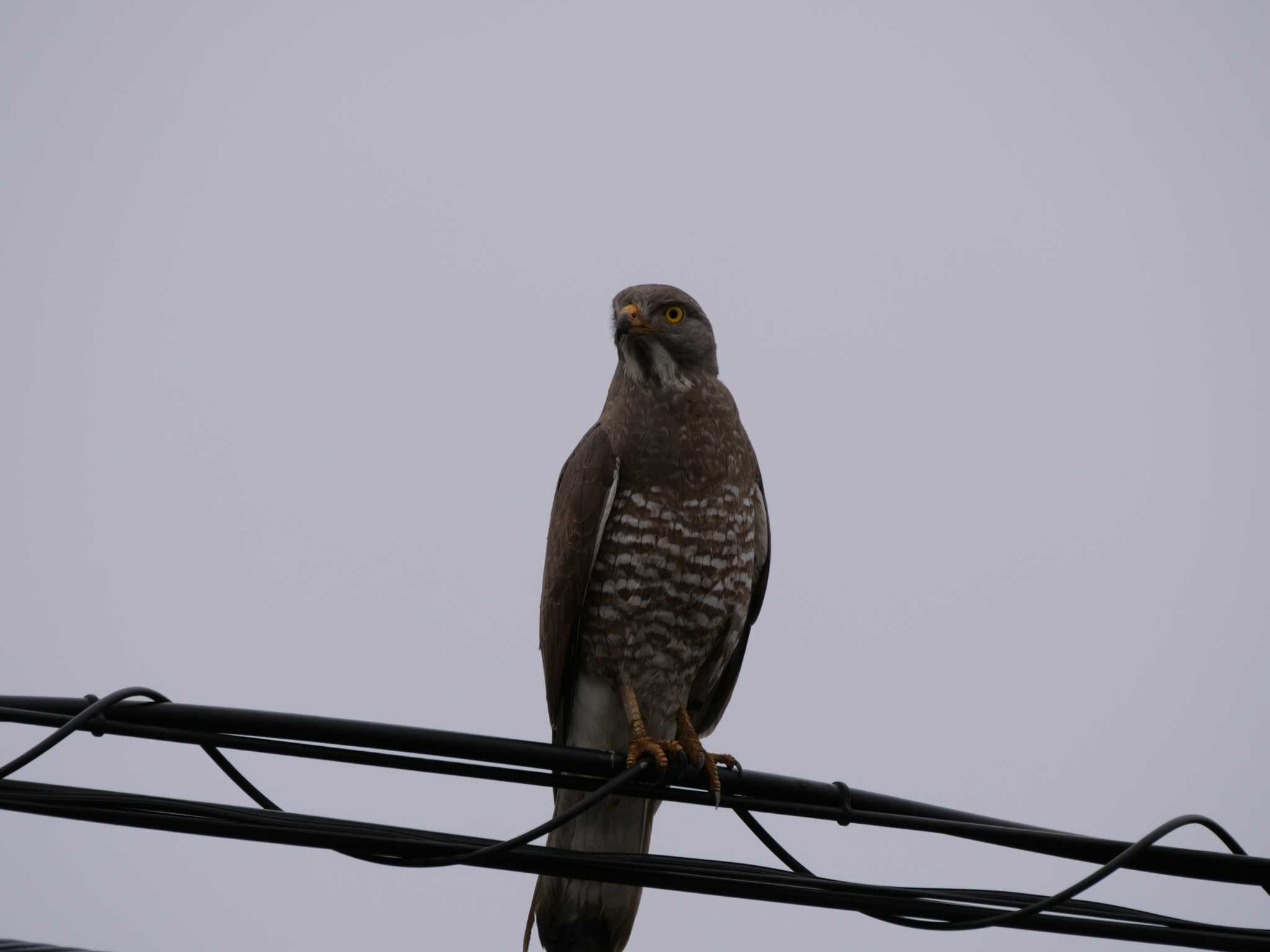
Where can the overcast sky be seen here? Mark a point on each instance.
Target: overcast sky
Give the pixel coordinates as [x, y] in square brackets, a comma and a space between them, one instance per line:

...

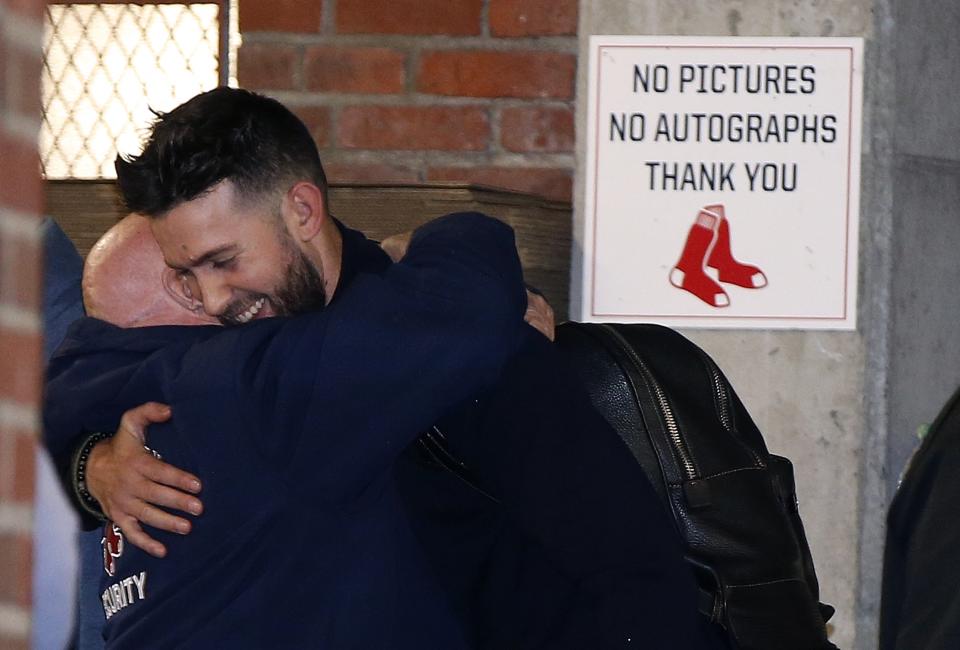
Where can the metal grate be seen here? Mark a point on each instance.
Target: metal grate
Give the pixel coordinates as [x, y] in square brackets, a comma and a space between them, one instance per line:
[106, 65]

* * *

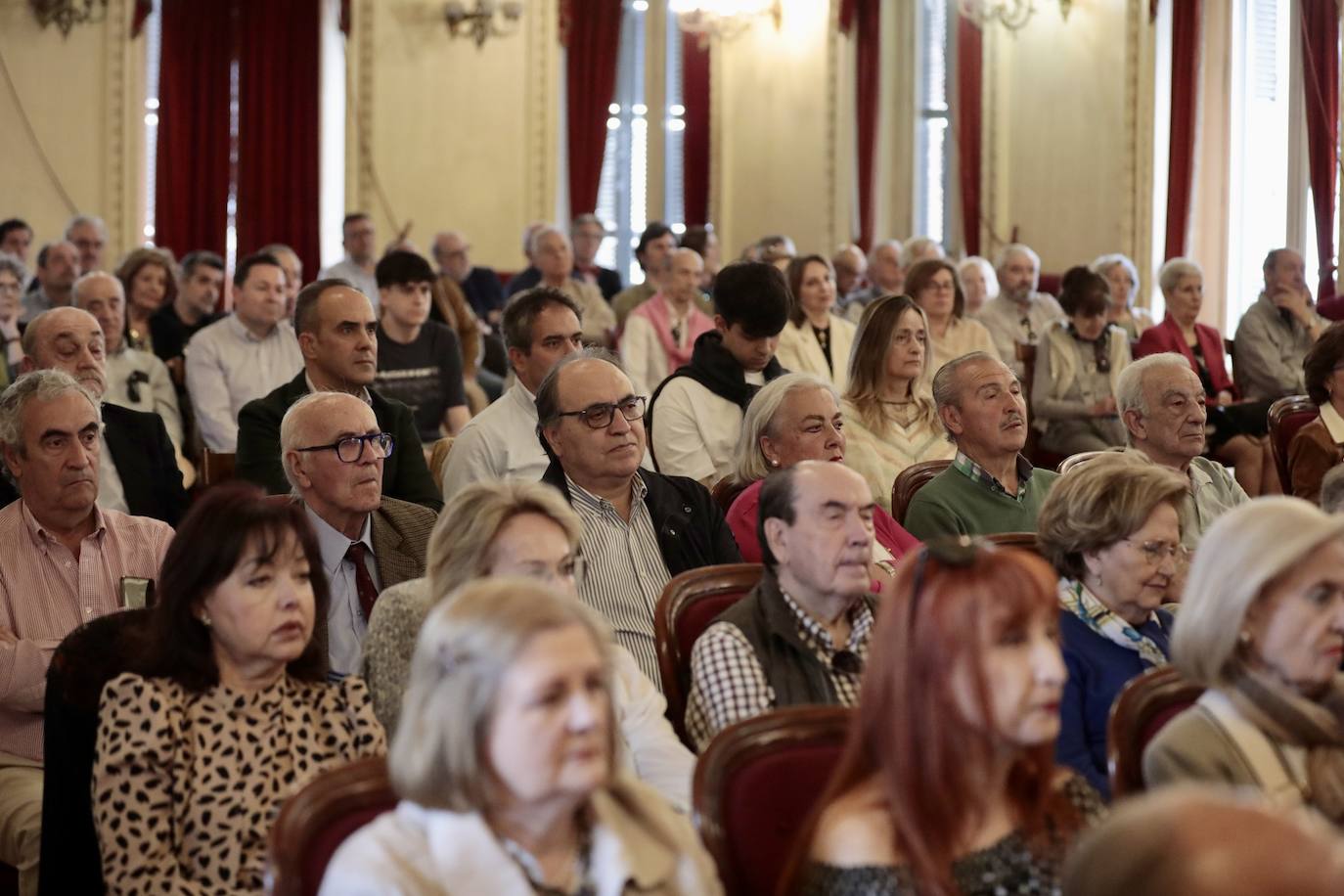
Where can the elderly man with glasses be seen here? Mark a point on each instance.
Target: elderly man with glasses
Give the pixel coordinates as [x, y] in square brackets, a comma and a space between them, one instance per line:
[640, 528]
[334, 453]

Assignment. Check the listing above for lines containing the string "metal", and copy each one.

Problem solution.
Where can the metal grate be seen here? Mark a point on each instance.
Target: metal grate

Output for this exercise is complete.